# POLECENIA
1 – Na czym według tekstu o walce ze złem i modlitwie polega ufność, którą w Nim pokładamy?
2 – Dopisz dalszy ciąg tekstu o walce ze złem i modlitwie, zaczynając od miejsca, w którym się kończy.

# FRAGMENT STRONY
Walka ze złem, tego świata i modlitwa, która ratuje cały świat, przed zagniewaniem Bożym. Ja Jestem Drogą, Prawdą, i Życiem, Jezus do nas tak mówi, trzymajmy się tych słów, i żyjmy nimi na codzień
Ufność, którą w Nim pokładamy, polega na przekonaniu, że wysłuchuje On wszystkich naszych próśb zgodnych z Jego wolą.
A jeśli wiemy, że wysłuchuje wszystkich naszych próśb, pewni jesteśmy również posiadania tego, o cośmy Go prosili. ( 1J 5,14-15 )
Witajcie drodzy.
Na samym początku, dałem fragment z Pisma Świętego, które czytam od początku, tzn, najpierw Nowy Testament, skończyłem Ewangelię św. Mateusza, teraz św. Marka, i tak dalej.

(Wpisy danych)
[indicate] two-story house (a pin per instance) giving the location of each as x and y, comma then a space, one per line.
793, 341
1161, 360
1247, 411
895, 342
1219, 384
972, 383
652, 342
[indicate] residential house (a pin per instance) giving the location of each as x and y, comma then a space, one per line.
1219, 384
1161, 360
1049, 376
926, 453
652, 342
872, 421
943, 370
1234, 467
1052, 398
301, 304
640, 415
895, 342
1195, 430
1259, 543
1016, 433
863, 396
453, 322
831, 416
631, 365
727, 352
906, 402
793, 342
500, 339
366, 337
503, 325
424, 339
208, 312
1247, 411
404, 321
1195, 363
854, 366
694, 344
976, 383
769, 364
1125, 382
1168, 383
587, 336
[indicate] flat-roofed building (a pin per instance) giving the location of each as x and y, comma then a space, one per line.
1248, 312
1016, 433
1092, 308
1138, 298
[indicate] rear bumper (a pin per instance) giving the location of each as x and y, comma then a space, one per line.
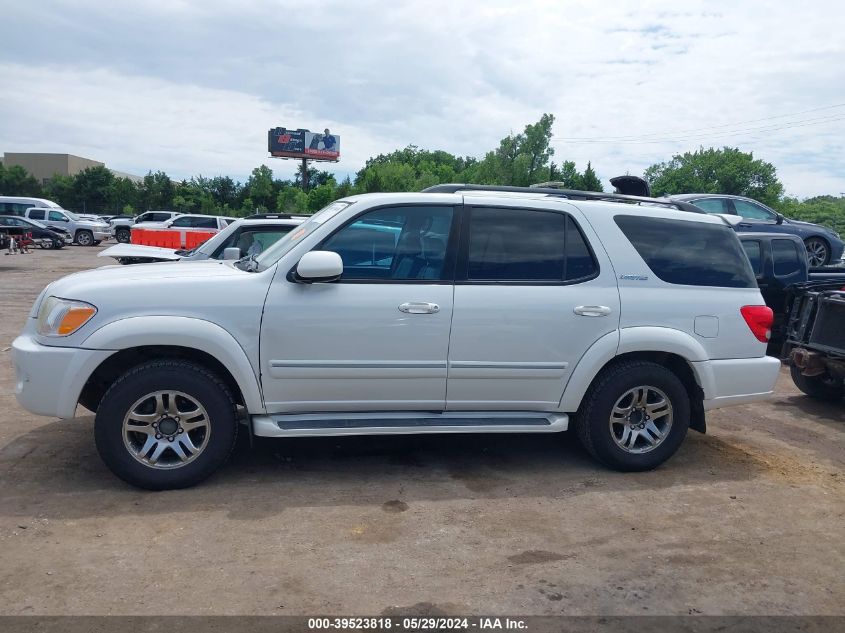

# WYNIKI KOŃCOWE
1 – Na przekonaniu, że wysłuchuje On wszystkich naszych próśb zgodnych z Jego wolą.

2 –
Wczoraj mój stan psychiczny, był gorszy, dziś jest różnie, raz lepiej raz gorzej, ale nie poddaję się, bo to nic nie da, takie użalanie się, lub obarczanie winą Boga, dlaczego mnie to spotyka.
To wszystko, to Krzyż Chrystusa, w Nim, odnajduję siebie, moje lęki, obawy, kłopoty z rodziną.
Chciałbym Wam pisać, że w mojej rodzinie dzieje się dobrze, ale tak nie jest, jest wiele rzeczy do przebaczenia, ciągłe ranienia siebie nawzajem, doprowadza do kłótni i waśni. Jest jednym słowem ciężko, stąd nie raz moje posty, są bolesne, pełne udręki, bólu, niechcianego dziecka.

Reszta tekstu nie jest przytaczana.